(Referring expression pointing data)
************

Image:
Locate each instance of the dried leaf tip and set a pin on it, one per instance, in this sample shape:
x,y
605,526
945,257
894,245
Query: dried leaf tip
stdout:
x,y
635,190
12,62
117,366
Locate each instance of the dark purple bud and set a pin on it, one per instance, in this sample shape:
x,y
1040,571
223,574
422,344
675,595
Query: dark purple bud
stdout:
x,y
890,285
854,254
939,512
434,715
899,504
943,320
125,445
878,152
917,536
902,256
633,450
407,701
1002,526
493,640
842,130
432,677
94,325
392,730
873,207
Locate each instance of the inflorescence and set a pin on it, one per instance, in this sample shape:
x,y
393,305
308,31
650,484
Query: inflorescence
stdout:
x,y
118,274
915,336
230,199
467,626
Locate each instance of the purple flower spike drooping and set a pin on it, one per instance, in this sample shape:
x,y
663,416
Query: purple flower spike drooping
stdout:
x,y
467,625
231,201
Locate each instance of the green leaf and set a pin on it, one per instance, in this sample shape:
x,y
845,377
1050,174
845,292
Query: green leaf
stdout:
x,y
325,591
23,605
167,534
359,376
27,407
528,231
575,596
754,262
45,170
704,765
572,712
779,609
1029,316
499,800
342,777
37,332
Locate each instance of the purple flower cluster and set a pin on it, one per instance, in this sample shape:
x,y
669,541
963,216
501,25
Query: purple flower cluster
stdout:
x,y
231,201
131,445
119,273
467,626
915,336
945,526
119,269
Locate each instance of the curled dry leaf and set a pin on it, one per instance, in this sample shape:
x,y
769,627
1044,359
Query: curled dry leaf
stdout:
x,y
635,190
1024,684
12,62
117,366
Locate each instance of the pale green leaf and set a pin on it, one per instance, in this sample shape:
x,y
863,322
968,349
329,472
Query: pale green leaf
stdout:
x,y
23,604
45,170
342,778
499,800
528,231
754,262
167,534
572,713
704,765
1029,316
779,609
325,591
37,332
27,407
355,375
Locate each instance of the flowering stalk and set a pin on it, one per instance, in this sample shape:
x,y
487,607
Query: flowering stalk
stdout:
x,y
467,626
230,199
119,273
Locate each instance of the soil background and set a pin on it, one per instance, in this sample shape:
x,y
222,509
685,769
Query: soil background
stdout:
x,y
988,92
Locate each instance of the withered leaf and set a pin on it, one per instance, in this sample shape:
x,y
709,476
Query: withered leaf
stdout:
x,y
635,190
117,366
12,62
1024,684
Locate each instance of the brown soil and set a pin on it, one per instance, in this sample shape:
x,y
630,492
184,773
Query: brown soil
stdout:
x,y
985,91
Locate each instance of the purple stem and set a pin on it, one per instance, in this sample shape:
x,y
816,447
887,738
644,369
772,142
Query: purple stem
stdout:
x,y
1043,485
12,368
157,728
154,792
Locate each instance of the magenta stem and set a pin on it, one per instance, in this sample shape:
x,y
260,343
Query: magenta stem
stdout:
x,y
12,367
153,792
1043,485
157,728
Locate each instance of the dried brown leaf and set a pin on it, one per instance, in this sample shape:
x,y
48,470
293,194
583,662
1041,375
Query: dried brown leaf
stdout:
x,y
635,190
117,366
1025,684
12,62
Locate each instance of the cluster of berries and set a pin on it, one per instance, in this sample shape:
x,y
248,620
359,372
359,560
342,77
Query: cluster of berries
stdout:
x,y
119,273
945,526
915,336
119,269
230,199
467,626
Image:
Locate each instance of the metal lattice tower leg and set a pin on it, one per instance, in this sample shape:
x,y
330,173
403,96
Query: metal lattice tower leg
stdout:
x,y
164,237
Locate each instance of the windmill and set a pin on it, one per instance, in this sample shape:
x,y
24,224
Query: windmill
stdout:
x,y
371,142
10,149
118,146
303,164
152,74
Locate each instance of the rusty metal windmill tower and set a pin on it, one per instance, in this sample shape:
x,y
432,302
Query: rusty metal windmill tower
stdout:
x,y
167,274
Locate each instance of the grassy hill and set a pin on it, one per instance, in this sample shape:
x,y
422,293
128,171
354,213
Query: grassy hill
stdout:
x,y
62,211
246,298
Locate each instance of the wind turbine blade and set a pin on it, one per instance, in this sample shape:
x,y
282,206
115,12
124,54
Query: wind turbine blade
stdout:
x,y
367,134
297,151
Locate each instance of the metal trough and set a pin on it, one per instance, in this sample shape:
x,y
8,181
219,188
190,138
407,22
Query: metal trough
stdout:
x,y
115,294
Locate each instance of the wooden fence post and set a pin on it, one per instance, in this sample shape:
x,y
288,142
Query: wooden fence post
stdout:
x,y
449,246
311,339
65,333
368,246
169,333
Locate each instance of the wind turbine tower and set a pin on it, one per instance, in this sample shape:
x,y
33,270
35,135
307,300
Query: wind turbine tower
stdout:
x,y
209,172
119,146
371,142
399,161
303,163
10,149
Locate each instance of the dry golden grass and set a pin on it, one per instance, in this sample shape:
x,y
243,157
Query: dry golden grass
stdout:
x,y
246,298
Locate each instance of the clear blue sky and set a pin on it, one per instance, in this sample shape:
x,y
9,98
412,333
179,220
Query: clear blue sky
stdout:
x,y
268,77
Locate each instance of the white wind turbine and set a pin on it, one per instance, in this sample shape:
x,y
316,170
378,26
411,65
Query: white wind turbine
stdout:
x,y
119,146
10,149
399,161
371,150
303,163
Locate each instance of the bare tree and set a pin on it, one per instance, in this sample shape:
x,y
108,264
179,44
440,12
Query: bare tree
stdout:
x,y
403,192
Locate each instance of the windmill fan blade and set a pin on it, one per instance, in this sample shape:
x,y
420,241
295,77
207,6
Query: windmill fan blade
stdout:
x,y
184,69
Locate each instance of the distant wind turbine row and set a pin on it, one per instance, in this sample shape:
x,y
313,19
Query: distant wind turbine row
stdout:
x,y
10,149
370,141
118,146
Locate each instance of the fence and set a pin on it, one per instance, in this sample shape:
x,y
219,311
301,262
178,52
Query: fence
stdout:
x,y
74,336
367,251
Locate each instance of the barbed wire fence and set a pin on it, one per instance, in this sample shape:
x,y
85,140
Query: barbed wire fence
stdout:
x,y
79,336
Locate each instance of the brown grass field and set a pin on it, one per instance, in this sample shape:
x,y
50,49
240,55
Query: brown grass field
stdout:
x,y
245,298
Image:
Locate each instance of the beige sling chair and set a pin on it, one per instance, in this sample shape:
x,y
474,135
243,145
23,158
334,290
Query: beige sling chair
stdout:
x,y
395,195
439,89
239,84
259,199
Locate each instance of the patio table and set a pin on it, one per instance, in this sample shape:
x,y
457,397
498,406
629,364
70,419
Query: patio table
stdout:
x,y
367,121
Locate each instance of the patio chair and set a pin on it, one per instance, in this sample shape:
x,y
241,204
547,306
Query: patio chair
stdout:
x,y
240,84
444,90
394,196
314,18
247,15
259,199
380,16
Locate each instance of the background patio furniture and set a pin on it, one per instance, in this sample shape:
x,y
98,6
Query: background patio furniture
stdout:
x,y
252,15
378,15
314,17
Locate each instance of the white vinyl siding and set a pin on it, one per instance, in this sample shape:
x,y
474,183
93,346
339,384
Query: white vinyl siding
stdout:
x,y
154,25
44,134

************

What is needed is each line from the records with the word "post" in it.

Locate each instance of the wooden fence post and set a pin on it, one per instance, in this sample shape:
Query: wooden fence post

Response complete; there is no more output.